_EXERCISE_
Repeat all of the rows below word for word, leaving nothing out and changing nothing.
— BEGIN DATASET RECORDS —
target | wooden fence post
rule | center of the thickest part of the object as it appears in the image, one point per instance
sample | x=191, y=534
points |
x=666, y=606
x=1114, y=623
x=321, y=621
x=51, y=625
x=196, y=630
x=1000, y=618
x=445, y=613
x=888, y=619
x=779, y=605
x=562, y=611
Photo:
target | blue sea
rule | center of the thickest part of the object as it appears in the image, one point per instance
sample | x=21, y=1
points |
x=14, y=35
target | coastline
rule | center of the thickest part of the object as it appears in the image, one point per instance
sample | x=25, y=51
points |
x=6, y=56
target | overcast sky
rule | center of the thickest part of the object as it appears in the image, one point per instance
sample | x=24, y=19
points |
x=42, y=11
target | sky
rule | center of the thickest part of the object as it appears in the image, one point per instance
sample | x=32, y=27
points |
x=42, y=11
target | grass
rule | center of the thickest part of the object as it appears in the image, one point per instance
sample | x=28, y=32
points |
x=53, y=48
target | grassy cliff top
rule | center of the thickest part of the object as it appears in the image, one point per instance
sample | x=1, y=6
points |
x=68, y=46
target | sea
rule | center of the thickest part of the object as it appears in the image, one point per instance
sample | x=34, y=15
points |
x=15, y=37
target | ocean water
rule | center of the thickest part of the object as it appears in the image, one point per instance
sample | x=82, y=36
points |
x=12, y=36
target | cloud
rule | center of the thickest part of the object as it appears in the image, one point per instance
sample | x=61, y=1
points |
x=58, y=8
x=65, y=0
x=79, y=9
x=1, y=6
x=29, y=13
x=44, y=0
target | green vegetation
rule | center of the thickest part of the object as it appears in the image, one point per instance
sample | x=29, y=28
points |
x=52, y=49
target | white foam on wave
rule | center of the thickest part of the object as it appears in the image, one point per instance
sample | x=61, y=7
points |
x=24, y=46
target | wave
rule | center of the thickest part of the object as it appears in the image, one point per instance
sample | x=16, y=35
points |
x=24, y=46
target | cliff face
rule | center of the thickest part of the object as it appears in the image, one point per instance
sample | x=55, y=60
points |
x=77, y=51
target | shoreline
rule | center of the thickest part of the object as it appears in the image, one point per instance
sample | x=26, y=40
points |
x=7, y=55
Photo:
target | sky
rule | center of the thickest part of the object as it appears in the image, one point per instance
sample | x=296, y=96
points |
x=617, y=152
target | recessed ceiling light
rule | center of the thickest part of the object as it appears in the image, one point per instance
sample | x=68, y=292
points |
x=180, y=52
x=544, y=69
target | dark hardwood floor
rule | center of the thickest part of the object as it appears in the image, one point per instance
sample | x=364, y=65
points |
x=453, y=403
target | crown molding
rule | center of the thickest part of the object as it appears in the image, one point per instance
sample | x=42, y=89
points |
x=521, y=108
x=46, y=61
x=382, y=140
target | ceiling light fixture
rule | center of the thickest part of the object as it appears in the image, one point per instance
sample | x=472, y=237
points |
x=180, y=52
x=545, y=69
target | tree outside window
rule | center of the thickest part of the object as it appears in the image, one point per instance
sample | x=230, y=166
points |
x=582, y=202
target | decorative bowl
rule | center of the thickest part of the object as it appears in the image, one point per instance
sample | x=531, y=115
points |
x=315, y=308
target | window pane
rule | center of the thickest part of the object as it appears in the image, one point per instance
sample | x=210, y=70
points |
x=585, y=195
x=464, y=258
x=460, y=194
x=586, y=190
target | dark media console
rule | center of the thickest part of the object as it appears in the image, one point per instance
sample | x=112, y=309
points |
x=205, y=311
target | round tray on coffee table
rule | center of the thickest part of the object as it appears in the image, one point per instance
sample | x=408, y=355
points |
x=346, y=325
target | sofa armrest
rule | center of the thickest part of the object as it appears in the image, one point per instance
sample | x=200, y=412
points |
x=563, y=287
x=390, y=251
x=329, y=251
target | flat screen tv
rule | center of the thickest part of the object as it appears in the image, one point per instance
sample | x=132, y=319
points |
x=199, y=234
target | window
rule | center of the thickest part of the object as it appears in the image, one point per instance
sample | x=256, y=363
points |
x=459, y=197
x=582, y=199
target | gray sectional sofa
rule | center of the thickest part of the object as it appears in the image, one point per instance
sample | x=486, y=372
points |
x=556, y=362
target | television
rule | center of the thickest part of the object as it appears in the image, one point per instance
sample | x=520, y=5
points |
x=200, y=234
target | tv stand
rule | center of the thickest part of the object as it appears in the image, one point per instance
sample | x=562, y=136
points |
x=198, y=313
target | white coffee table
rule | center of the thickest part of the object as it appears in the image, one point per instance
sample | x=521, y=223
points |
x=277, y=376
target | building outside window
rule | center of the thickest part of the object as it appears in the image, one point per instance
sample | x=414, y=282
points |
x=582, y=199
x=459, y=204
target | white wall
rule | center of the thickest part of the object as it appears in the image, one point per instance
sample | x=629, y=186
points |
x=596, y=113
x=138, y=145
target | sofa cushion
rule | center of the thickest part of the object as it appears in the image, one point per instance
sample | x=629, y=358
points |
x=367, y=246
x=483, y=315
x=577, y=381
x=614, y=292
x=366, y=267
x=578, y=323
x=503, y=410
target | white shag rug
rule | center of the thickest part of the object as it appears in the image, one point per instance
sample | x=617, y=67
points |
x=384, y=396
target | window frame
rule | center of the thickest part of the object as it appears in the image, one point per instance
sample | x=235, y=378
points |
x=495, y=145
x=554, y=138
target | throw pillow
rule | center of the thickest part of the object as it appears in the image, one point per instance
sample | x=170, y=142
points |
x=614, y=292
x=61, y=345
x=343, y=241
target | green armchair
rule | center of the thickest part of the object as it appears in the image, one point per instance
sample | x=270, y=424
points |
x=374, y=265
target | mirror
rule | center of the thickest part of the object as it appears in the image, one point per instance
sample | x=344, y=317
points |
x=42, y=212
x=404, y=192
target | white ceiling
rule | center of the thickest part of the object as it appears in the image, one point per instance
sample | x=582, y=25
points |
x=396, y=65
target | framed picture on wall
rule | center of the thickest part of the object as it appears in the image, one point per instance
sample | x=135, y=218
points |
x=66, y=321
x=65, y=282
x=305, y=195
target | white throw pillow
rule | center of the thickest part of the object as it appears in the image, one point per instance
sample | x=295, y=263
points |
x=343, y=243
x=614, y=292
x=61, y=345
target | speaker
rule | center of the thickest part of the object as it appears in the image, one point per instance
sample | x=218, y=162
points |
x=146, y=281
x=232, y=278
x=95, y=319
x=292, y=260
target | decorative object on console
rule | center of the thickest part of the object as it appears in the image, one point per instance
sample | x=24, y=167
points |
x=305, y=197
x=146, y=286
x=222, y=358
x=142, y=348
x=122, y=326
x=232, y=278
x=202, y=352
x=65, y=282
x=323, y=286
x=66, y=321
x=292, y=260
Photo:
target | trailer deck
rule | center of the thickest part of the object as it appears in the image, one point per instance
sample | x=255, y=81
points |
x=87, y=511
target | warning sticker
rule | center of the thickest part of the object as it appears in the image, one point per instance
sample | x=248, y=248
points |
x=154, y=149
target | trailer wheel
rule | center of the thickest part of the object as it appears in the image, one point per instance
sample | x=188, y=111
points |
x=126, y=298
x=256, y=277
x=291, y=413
— END DATASET RECORDS —
_FINISHED ANSWER_
target | wooden fence post
rule | center of the thickest part of the object as it appears in the image, one point per instance
sample | x=191, y=534
points |
x=666, y=606
x=1114, y=623
x=321, y=621
x=51, y=625
x=196, y=630
x=1000, y=618
x=445, y=613
x=888, y=619
x=779, y=605
x=562, y=611
Photo:
target | blue sea
rule | center of the thickest part of the object as it appears in the image, one point per instance
sample | x=21, y=1
points |
x=14, y=35
target | coastline
rule | center of the thickest part of the object as it appears in the image, one point per instance
sample | x=25, y=51
points |
x=6, y=56
target | overcast sky
rule | center of the thickest part of the object as it appears in the image, one point per instance
sample | x=24, y=19
points |
x=42, y=11
target | sky
rule | center of the thickest part of the object as it appears in the image, one point per instance
sample | x=32, y=27
points |
x=42, y=11
target | grass
rule | center of the thickest part of the object as it appears in the image, one point per instance
sample | x=28, y=32
points |
x=53, y=48
target | grassy cliff top
rule | center of the thickest part of the object as it appears in the image, one point per instance
sample | x=1, y=6
points |
x=68, y=46
target | sea
rule | center of the thickest part of the object as it appears in the image, one point per instance
sample | x=34, y=15
points |
x=15, y=37
target | ocean water
rule | center of the thickest part of the object as it appears in the image, one point per instance
sample | x=82, y=36
points |
x=12, y=36
target | cloud
rule | center of the thickest part of the object as it appears in the image, one point per instance
sample | x=61, y=1
points |
x=58, y=8
x=65, y=0
x=79, y=9
x=1, y=6
x=29, y=13
x=44, y=0
target | green vegetation
rule | center of the thickest part of the object as it appears in the image, one point per instance
sample | x=29, y=28
points |
x=52, y=49
target | white foam on wave
rule | center of the thickest part of the object as it appears in the image, one point per instance
sample | x=61, y=7
points |
x=24, y=46
target | wave
rule | center of the thickest part of the object as it appears in the image, one point per instance
sample | x=16, y=35
points |
x=24, y=46
target | cliff face
rule | center of the thickest part of the object as it appears in the image, one point per instance
sample | x=55, y=60
points |
x=77, y=51
target | shoreline
rule | center of the thickest part of the object as it appears in the image, one point per instance
sample | x=26, y=40
points |
x=7, y=55
Photo:
target | sky
rule | center of the thickest part of the object as it appears in the image, one point per instance
sample | x=296, y=96
points |
x=617, y=152
target | recessed ceiling light
rule | center of the thickest part of the object as it appears in the image, one point per instance
sample | x=68, y=292
points |
x=180, y=52
x=544, y=69
target | dark hardwood floor
rule | center of the thickest part of the object as it appears in the image, one point per instance
sample | x=364, y=65
points |
x=453, y=403
target | crown molding
rule | center of the thickest part of the object as it appears in the image, one point per instance
sample | x=42, y=89
points |
x=521, y=108
x=46, y=61
x=382, y=140
target | ceiling light fixture
rule | center of the thickest part of the object as it appears in the image, one point per instance
sample | x=472, y=237
points |
x=180, y=52
x=545, y=69
target | tree outside window
rule | center of the thickest part of the object as it appears in the image, one point per instance
sample | x=230, y=166
points |
x=582, y=202
target | decorative bowl
rule | center of the thickest part of the object as it appears in the image, one point per instance
sample | x=531, y=115
points |
x=315, y=308
target | window pane
rule | center of the thickest part of the object as it appears in the image, one point per instance
sample | x=210, y=70
points |
x=585, y=195
x=464, y=258
x=460, y=194
x=586, y=190
target | dark media console
rule | center of the thickest part of the object as it appears in the image, one point per instance
sample | x=112, y=309
points |
x=205, y=311
target | round tray on coffee table
rule | center of the thickest part of the object as it appears in the image, one point per instance
sample | x=408, y=355
points |
x=346, y=325
target | sofa armrest
rule | center of the thickest part of the object as it appears in the image, one point per instance
sample | x=200, y=412
points |
x=563, y=287
x=390, y=251
x=329, y=251
target | flat screen tv
rule | center of the thickest part of the object as it appears in the image, one point per instance
sample | x=132, y=319
points |
x=199, y=234
target | window
rule | center of the thickest part of the object as it appears in the image, one point per instance
sample | x=256, y=363
points |
x=459, y=197
x=582, y=199
target | gray sectional sofa
rule | center of the thickest part of the object as it appears in the image, one point per instance
sample | x=486, y=372
points |
x=556, y=362
target | television
rule | center of the thickest part of the object as it appears in the image, one point per instance
sample | x=520, y=5
points |
x=200, y=234
target | tv stand
rule | center of the thickest part of the object as it appears in the image, one point per instance
sample | x=562, y=136
points |
x=198, y=313
target | white coffee table
rule | center of the thickest part of the object as it appears in the image, one point per instance
sample | x=521, y=223
points |
x=277, y=376
target | building outside window
rule | center of the thickest part of the object as it appears in the image, one point per instance
sample | x=414, y=282
points |
x=582, y=199
x=459, y=204
target | white wall
rule | center of the thickest part of the object as it appears in the image, one point per instance
sample | x=629, y=186
points |
x=596, y=113
x=138, y=145
target | sofa cushion
rule | center of the thickest part of the object as it appears in the image, one point per instance
sample | x=629, y=358
points |
x=367, y=246
x=483, y=315
x=577, y=381
x=614, y=292
x=366, y=267
x=578, y=323
x=503, y=410
target | white shag rug
rule | center of the thickest part of the object as it appears in the image, one point per instance
sample | x=617, y=67
points |
x=384, y=396
target | window frame
rule | center of the thickest part of the object as it appears in the image, one point per instance
sample | x=235, y=378
points |
x=495, y=145
x=554, y=138
target | throw pillow
rule | center of the thickest part of the object as it appears in the image, one point per instance
sample | x=170, y=142
points |
x=614, y=292
x=61, y=345
x=343, y=241
target | green armchair
rule | center of the thickest part of the object as it appears in the image, one point per instance
sample | x=270, y=424
points |
x=374, y=265
target | mirror
rule | center of the thickest part of the object as it appears in the image, one point per instance
sample | x=344, y=317
points |
x=42, y=212
x=404, y=192
target | white ceiling
rule | center of the thickest part of the object as it appears in the image, one point per instance
sample | x=582, y=25
points |
x=396, y=65
target | framed picture on wall
rule | center of the thickest part of the object as it appears in the image, one point per instance
sample | x=135, y=218
points |
x=66, y=321
x=65, y=282
x=305, y=195
target | white throw pillow
rule | center of the thickest part of the object as it appears in the image, one point per instance
sample | x=295, y=263
points |
x=343, y=243
x=614, y=292
x=61, y=345
target | speaker
rule | center of the thickest part of the object as it appears in the image, one point per instance
sample | x=218, y=162
points |
x=146, y=281
x=232, y=278
x=95, y=319
x=292, y=260
target | decorative object on console
rule | center of the thickest part of the object as it appears in the image, one point per instance
sample | x=24, y=167
points |
x=305, y=197
x=146, y=286
x=222, y=358
x=142, y=348
x=122, y=326
x=232, y=278
x=202, y=352
x=65, y=282
x=323, y=286
x=66, y=321
x=292, y=260
Photo:
target | trailer deck
rule | center of the thickest part of the object as it appears in the image, one point per instance
sample | x=255, y=81
points |
x=87, y=511
target | warning sticker
rule | center of the thickest part of the object as it appears in the image, one point per instance
sample | x=248, y=248
points |
x=154, y=149
target | trailer wheel
rule | center of the thickest part of the object as it appears in the image, one point per instance
sample | x=188, y=111
points |
x=126, y=298
x=256, y=277
x=291, y=413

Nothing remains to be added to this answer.